**What is required**
Restate all the data exactly, so that each line is the same as before.

Saved entries
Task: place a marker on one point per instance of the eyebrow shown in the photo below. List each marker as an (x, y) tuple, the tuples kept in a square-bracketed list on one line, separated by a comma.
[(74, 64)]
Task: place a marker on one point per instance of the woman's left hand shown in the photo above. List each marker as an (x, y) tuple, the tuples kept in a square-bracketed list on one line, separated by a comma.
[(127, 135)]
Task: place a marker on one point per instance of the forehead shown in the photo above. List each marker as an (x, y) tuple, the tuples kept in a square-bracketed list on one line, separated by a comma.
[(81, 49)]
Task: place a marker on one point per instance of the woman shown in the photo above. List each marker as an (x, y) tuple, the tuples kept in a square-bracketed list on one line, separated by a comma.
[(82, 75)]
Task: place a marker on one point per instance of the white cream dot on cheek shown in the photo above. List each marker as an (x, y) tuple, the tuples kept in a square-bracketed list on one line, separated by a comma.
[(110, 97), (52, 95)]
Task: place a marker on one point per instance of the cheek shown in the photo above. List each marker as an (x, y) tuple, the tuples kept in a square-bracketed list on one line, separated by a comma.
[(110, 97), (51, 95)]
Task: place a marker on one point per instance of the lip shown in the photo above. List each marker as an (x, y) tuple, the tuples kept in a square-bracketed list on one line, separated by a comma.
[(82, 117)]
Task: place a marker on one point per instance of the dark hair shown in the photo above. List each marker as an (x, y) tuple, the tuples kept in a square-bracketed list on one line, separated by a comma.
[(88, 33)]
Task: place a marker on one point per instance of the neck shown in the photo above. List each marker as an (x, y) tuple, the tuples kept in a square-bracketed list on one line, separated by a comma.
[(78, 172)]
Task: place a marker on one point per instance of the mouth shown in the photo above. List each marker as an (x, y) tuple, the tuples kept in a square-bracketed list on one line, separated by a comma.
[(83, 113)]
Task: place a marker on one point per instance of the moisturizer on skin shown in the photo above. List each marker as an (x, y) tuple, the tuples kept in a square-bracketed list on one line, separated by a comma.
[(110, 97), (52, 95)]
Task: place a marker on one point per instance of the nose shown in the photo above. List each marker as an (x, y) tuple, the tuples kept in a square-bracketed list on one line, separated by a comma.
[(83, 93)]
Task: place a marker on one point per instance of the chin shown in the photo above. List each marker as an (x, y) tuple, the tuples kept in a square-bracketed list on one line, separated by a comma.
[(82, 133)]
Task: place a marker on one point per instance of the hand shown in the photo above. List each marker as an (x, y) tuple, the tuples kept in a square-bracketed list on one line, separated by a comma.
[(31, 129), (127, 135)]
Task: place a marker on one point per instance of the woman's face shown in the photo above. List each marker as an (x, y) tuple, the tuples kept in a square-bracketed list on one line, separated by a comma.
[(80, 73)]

**Exercise solution**
Task: place a marker on one point per instance of the eyebrow shown in the photo below. List each marker as an (x, y) tuple, the tuples kept in a square-bracketed list on one line, separated by a comma.
[(74, 64)]
Task: place a marker on one point per instance of the woman's left hand shown in the photo above. List each marker as an (x, y) tuple, the tuples kept in a square-bracketed list on one line, separated by a comma.
[(127, 135)]
Task: place a marker on one point per instance of the forehead shown in the photo above. List each marker as an (x, y) tuple, the tuples kept in a square-bracketed list on one line, separated by a comma.
[(81, 49)]
Task: place a marker on one point per instance of the woman shown in the photo above. List each marker as an (x, y) tuple, the tuples kept in a square-bracketed list on one line, separated by a comma.
[(82, 75)]
Task: place a marker on one point per instance of the white cream dot on cheek shown in the photo above. List each marker as an (x, y) tuple, the tuples kept in a square-bracketed list on one line, separated by a comma.
[(110, 97), (52, 95)]
Task: place a marker on one point per instance of the cheek shown in the photo above. List each marker as an (x, y) tuple, the tuples kept in a square-bracketed list on one line, separated by a comma.
[(110, 97), (51, 95)]
Task: place a marker on one point per instance of the lip shown in the photo above. List each marker as an (x, y) tuple, the tuples kept in a square-bracketed list on one line, separated by a comma.
[(82, 117)]
Task: place a marker on one point per instance of the dark hair shown in the photo above. List each marker as an (x, y) tuple, the tuples kept in a square-bracketed list on one line, separated by a comma.
[(88, 33)]
Task: place a marker on one point per instance of the neck shown in the photo above. List each marker as an (x, y) tuple, the tuples kept in a square-bracketed list on one line, separated by a comma.
[(78, 172)]
Task: place a marker on one point per instance of the mouth shown in the photo above. List each marker as an (x, y) tuple, the tuples kept in a square-bracketed list on one line, separated by a comma.
[(83, 113)]
Task: place a marker on one point per instance of the moisturizer on skin shown in the photo above. List each marker as an (x, y) tuple, the tuples kept in a square-bracketed list on one line, separated by a comma.
[(110, 97), (52, 95)]
Task: place a marker on one point per instance of the nose shown in the photo above. List each marker as an (x, y) tuple, the tuples kept in a square-bracketed list on one line, separated by a comma.
[(83, 93)]
Task: place a marker on one point per instance of the chin shown in the photo above. List each marker as an (x, y) tuple, the tuples kept in a square-bracketed list on one line, separated by a comma.
[(82, 133)]
Task: place a marker on one point per instance of the hand shown in the photo above. List each marker as an (x, y) tuple, the tuples kept in a square-bracketed list on one line, separated by a comma.
[(31, 129), (127, 135)]
Task: place a marker on one point per instance of the woman's face shown in the photo above. List each marker as an (x, y) tuple, the tuples kept in a square-bracketed list on one line, separated by a comma.
[(80, 73)]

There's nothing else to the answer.